▶ _DATA PROVIDED_

--

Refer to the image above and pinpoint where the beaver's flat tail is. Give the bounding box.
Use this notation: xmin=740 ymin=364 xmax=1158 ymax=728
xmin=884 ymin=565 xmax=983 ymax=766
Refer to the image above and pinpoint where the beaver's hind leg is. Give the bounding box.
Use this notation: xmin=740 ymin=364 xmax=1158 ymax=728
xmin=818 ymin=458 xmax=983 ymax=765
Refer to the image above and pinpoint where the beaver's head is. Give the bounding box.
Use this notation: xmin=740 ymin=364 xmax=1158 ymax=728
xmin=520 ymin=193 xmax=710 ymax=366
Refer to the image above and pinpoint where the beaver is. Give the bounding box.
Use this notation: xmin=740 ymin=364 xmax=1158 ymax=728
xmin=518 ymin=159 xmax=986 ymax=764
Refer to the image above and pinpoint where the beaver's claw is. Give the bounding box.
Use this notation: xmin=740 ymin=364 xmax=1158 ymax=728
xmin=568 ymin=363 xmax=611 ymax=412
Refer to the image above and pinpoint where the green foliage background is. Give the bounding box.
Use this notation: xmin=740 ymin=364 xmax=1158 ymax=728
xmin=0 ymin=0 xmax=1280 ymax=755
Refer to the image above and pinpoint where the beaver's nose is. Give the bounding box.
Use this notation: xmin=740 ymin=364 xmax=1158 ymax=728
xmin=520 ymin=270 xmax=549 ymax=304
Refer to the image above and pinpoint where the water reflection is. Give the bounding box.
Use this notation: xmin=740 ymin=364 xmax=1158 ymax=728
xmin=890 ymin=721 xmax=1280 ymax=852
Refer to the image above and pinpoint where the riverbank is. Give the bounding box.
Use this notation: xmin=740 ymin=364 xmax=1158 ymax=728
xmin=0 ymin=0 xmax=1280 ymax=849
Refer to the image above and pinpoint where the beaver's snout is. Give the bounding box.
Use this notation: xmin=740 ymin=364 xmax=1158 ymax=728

--

▶ _TASK DESCRIPTION_
Output everything from the line containing "Refer to the image above and pinpoint where the water" down to the last line of the material as a JSON list of strings, one string per line, with blank lines omitted.

▶ _FINAL ANSWER_
[
  "Refer to the image above and pinpoint where the water reflection is. Give the bounding box.",
  "Use this notation: xmin=740 ymin=364 xmax=1158 ymax=728",
  "xmin=890 ymin=721 xmax=1280 ymax=852",
  "Refer to the image above and pinpoint where the riverbank is. Give the bounding box.",
  "Use this notation: xmin=740 ymin=364 xmax=1158 ymax=728",
  "xmin=0 ymin=0 xmax=1280 ymax=849",
  "Refer to the image above and pinpoint where the beaver's snout is. Give the bounding box.",
  "Use this notation: xmin=740 ymin=364 xmax=1158 ymax=728"
]